| The exercise |
Select and copy each line in the records that contains the word "basin", matching its case.

| Data |
::::::

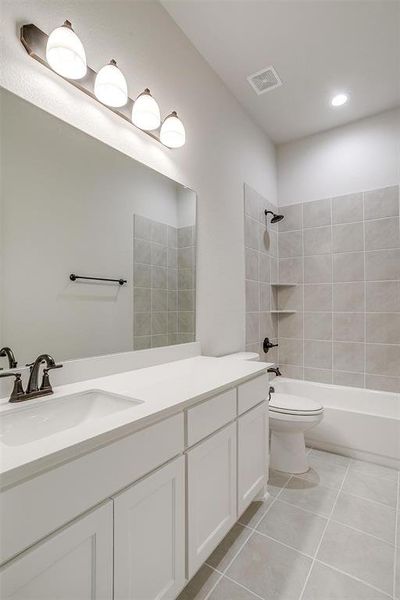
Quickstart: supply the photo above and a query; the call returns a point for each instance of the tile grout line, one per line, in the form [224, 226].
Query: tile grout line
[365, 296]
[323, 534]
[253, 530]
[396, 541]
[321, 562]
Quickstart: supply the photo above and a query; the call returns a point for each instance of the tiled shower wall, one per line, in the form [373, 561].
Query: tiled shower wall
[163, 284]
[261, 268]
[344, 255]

::::::

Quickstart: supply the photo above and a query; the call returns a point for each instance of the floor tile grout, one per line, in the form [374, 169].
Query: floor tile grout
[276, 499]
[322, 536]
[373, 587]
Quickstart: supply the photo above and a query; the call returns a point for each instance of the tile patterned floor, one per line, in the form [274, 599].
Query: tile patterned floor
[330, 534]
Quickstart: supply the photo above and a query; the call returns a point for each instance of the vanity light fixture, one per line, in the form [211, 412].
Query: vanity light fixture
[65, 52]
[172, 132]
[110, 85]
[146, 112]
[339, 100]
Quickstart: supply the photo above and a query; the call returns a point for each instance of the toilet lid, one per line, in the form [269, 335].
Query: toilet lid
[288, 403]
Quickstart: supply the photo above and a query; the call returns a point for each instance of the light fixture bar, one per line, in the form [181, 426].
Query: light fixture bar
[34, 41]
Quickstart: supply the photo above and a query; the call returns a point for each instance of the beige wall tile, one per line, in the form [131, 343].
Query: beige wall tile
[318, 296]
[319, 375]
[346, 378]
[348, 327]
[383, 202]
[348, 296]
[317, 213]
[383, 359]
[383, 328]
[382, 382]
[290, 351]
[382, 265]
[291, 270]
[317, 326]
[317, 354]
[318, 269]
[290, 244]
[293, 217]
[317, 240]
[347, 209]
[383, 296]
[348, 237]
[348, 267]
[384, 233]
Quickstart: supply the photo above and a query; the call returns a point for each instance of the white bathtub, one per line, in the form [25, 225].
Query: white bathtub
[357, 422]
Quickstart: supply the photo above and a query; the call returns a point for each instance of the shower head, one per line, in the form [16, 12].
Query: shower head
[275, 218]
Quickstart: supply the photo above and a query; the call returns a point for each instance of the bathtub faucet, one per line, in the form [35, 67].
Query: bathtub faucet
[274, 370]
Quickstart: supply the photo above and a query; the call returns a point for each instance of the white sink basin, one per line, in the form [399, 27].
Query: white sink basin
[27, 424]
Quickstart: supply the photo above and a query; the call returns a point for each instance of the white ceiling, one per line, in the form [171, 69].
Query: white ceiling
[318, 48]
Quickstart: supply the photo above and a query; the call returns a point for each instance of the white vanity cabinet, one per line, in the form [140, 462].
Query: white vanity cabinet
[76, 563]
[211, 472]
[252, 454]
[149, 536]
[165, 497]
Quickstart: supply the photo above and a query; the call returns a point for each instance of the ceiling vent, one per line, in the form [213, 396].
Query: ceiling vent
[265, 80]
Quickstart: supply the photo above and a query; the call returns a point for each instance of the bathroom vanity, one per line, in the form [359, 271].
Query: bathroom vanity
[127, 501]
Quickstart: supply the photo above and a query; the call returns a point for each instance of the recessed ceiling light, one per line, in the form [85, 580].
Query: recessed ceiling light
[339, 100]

::::::

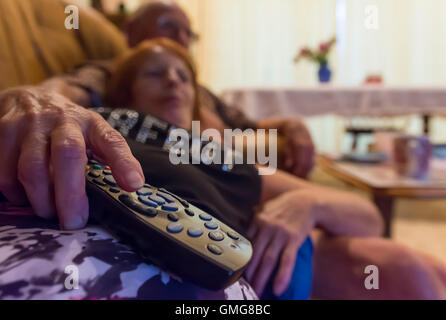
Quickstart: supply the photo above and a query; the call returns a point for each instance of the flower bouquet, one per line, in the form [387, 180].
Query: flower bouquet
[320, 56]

::::::

| Response to the exercise |
Quickstart: supply the photo above and a query; the call returns a point for each instance of the white sink basin, one per line, in the form [399, 27].
Query: white sink basin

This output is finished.